= Data shown =
====================

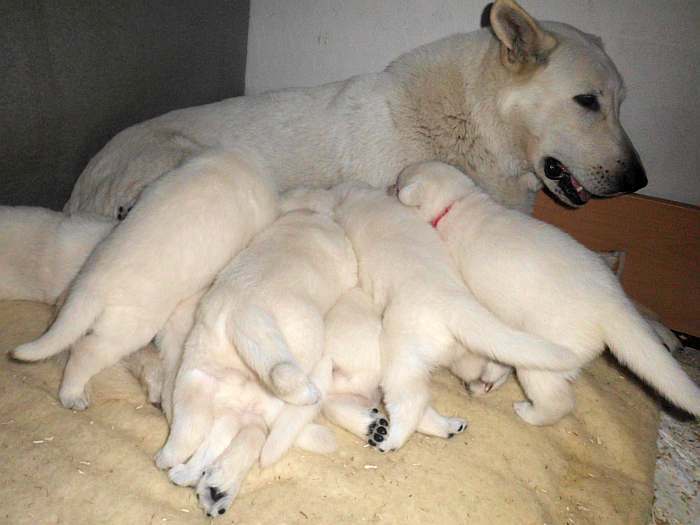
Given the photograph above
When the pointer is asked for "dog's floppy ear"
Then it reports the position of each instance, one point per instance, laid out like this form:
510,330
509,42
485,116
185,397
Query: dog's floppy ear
523,41
410,195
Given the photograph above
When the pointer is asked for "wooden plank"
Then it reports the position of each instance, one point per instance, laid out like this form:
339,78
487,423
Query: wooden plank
661,242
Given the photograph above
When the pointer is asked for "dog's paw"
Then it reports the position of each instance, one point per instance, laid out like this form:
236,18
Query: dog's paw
184,475
456,425
292,385
478,387
214,500
73,400
378,429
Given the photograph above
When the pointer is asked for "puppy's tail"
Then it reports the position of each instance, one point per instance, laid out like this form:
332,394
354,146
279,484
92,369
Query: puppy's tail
262,346
483,333
635,344
293,424
74,319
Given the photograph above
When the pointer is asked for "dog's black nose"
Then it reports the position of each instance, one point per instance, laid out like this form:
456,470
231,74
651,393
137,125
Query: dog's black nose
634,176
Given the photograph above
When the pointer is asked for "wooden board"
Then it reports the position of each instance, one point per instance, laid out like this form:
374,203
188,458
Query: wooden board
661,243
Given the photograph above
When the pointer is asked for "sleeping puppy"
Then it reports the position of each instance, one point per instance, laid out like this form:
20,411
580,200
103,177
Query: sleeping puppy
352,398
260,325
536,278
42,250
426,307
186,226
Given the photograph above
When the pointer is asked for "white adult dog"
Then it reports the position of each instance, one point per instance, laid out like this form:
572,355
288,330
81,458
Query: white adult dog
264,310
520,97
426,307
538,279
153,267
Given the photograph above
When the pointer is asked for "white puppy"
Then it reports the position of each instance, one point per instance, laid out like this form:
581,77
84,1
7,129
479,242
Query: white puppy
42,250
184,229
264,310
426,307
538,279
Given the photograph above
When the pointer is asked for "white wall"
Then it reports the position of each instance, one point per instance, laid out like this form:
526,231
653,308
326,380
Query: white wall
655,44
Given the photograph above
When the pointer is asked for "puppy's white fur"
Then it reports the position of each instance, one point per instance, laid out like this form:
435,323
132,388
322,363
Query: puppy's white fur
426,307
41,250
261,321
184,229
538,279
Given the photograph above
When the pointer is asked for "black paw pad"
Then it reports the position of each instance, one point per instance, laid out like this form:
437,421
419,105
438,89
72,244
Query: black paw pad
215,494
377,431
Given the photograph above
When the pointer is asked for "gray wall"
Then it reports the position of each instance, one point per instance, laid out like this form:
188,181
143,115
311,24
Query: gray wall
655,44
73,73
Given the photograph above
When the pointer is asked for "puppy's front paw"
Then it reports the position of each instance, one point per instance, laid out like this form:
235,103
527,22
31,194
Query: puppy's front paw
214,500
184,476
378,429
479,388
456,425
74,400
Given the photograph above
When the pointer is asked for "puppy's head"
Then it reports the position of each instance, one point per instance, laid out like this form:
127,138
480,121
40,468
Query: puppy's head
563,100
431,187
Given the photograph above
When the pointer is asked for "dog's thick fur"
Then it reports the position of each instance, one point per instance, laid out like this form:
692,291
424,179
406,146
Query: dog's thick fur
265,310
425,306
183,230
498,102
538,279
41,250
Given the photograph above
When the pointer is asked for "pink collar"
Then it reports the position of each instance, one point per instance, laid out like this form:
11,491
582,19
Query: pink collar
441,216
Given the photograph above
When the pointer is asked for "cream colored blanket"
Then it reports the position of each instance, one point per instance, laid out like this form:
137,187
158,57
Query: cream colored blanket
57,466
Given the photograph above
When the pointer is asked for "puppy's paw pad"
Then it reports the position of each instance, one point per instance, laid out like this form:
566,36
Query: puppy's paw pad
213,500
378,429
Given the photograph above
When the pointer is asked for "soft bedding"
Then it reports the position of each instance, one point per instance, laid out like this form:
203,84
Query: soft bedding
58,466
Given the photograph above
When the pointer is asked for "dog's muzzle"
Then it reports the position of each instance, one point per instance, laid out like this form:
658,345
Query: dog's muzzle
568,184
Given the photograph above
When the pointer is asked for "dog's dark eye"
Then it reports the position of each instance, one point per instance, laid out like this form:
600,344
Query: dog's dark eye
588,102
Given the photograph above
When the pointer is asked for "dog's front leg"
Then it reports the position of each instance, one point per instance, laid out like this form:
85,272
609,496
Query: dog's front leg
406,389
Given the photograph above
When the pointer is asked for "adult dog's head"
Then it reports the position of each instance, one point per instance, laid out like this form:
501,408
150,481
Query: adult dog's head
563,94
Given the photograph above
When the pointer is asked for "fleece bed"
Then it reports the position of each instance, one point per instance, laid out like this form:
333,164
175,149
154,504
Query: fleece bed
58,466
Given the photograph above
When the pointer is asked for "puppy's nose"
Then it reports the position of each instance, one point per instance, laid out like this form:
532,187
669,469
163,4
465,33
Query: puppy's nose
634,176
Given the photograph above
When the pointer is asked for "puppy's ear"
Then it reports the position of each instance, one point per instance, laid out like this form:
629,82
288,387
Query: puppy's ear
411,194
523,41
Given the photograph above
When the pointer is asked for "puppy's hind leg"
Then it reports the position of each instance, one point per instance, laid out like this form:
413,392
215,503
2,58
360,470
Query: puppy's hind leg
223,430
493,377
192,417
435,424
171,341
220,483
113,337
263,347
358,415
550,394
406,397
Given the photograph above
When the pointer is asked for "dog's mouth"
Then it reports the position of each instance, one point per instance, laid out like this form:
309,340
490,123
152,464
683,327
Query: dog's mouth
568,185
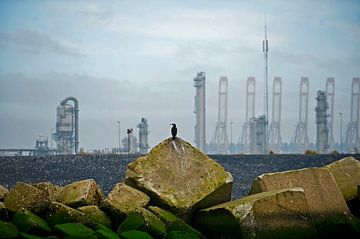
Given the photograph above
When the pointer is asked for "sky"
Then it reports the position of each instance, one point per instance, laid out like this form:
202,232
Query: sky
125,60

====================

= Work to be completed =
Write out the whole listing exactly, and drop the pictures.

= Solution below =
Given the photograph above
When the pointer is asked for "dog's floppy ear"
Then it reports the position of each instance, one point per instance, laid out like this form:
510,330
509,42
485,116
185,397
Query: dog's floppy ear
523,41
410,195
Given the photograph above
When the pointer is asked for "wooden plank"
Then it reports the position of each instance, one point per instance, laid out like this form:
339,78
487,423
Query: wooden plank
661,242
Given the photograph above
When the pointer is asked for "dog's paw"
Then it reports the position of each instance, one point per instance, laid out like this form:
236,18
Query: dog's paw
184,475
456,425
292,385
478,387
214,500
73,400
378,429
Given the photograph above
When the pointer is asked for "puppy's tail"
Then it reports the position of each instance, one point per instance, laid out like this form:
332,394
354,146
279,484
92,369
Query: puppy's tail
262,346
483,333
635,344
293,424
74,319
Given the photograph above
When the pointer is asked for "dog's black nose"
Then it reports the position of each instance, one point per instance, laid out like this form:
456,470
231,74
651,393
137,125
Query: dog's black nose
634,176
Given the photograph above
When the pointer is asked for "wooden board"
Then it reports the position of each instance, one point per instance, laid out like this form:
374,203
188,458
Query: wooden board
661,243
Given the photograph above
When the pointer is asked for "sleeping puppy"
Then it reports the position of each instance, one point per instance, laid out like this form:
20,411
580,200
103,177
Query: sleeping puppy
352,398
260,325
536,278
42,250
426,307
186,226
Given the photograph above
When the pointer is asked for "white adult dog"
Then it reports the position of each instance, one point per instance, laid out like this form:
572,355
288,330
81,458
Query: white adult dog
264,310
520,97
426,307
538,279
153,267
Given the photograph above
When the pointer is asked for "white puppy"
Then it reports the position of each instance, one point per instance, laid out like this form:
581,77
84,1
7,129
479,242
Query: white puppy
42,250
184,229
264,310
426,307
538,279
Given the photograph above
When the pointer is asked for "white wall"
Then it reports the position of each instance, one point per instance, laid out like this form:
526,231
653,308
326,380
Query: white wall
655,44
Given the photograph above
When the pointer is asked for "puppy's white fur"
Then it reports the position of each instance, one point per instance, laid out like this form:
435,323
132,388
322,363
Query: puppy's white fur
426,307
41,250
261,321
184,229
538,279
Given the photograph above
When the pointer is asked for "black paw pad"
Then it reports the position of each instance, one point per instance, laid out like this form:
437,421
419,105
438,89
72,244
Query: black paw pad
215,494
377,431
Given the photograph above
When the pointer is asked for "gray wall"
Then it reports the position of each instance, one point per instance, laid out like this form:
188,181
143,115
311,24
Query: gray wall
655,44
73,73
Given the photograph above
When the pointer is asked for "puppy's front paw"
Then it reports the position of each instance, one point per instance, laid out like this form:
235,103
527,22
31,194
Query: puppy's front paw
214,500
184,476
378,429
479,388
456,425
74,400
Given the photograph above
When the pointer is asked for "puppy's head"
Then it reports the position of each instance, one point per instance, laid out like this form:
127,138
480,121
40,468
Query: puppy's head
563,100
431,187
Given the photograph above
When the pointer is asked for "dog's thick fur"
Then it reports the position of each instance, one point per instance, laid out like this form:
692,291
424,179
406,146
Query: dog's thick fur
265,310
425,306
183,230
498,102
538,279
41,250
Given the photograph above
When the pointer is asked for "pink collar"
Then it reports the position of each instance, one point per instance, laid out like this form:
11,491
582,19
Query: pink collar
441,216
Given the photograph above
When the pointer is asked for "cream colored blanket"
Then it reports the position of each instance, one point per instance, laid out like this form:
137,187
158,57
Query: cream colored blanket
57,466
Given the photograph above
When the pointer is asked for "puppy's paw pad"
Then it reports the position of each instance, one point per instance, laid out like this form:
566,36
Query: puppy's paw pad
213,500
378,429
Given the photograph above
When the pointer is asked for "soft bedding"
Then it reports the position of each instance, one point per instance, laid out like this form:
203,84
Query: soft bedding
58,466
Given the photograph above
When the pointer is asked for "dog's muzzle"
Then it reports the position of each instance, one point per instance, laid out like this form:
658,345
Query: dog's muzzle
568,184
Given the photograph above
When the pointer is asked for "dog's dark eye"
Then it reports the position of each instance, one point per instance, laid out like this form:
600,344
Query: dog's dark eye
588,102
Given the photograph above
When the pointer is asked for "dog's front leg"
Then it reports the position of each instance, one point per instance, laid out like this form:
85,272
609,496
Query: dog's front leg
406,389
Given the photograph above
When the pointer is asked for "adult dog's head"
Then it reports the position of each instance, one point per instance, laid out like this form:
501,408
150,481
Query: adult dog's head
563,94
Given the photograph above
When the pointer is asked for "fleece bed"
Then it reports the position of each instance, one point per instance, laid out like this form:
333,164
175,149
154,504
Query: fleece bed
58,466
Given the photograph above
When the pointer is asked for "puppy's nose"
Then it reports the position of each instance, one point per instance, laid out like this form:
532,187
669,469
163,4
465,33
Query: puppy's nose
634,176
Given the photograph above
When the pointer is asked for "puppy's ear"
Then it reports the position of each instance, one point per instance, laid out like this form:
629,82
288,387
Query: puppy's ear
411,194
523,41
Given the photograph above
When the pointer is asked for "puppy's hind leg"
Then it reports the position of each instance, one point per instance, laid out like this form:
413,392
215,503
2,58
360,470
Query: puppy's hind leg
223,430
493,377
192,417
435,424
171,341
220,483
113,337
263,347
358,415
550,394
406,397
Given the photograph above
When the pointer is asked for "dog's mouth"
Then it reports the position of each instance, one point per instance, laid out like this form:
309,340
490,123
152,464
683,327
Query: dog's mouth
568,185
Given the photograph above
When the pointer is asked for "sky"
Then it reports the position of each instance, one point per instance, laid out like this form:
202,232
Query: sky
125,60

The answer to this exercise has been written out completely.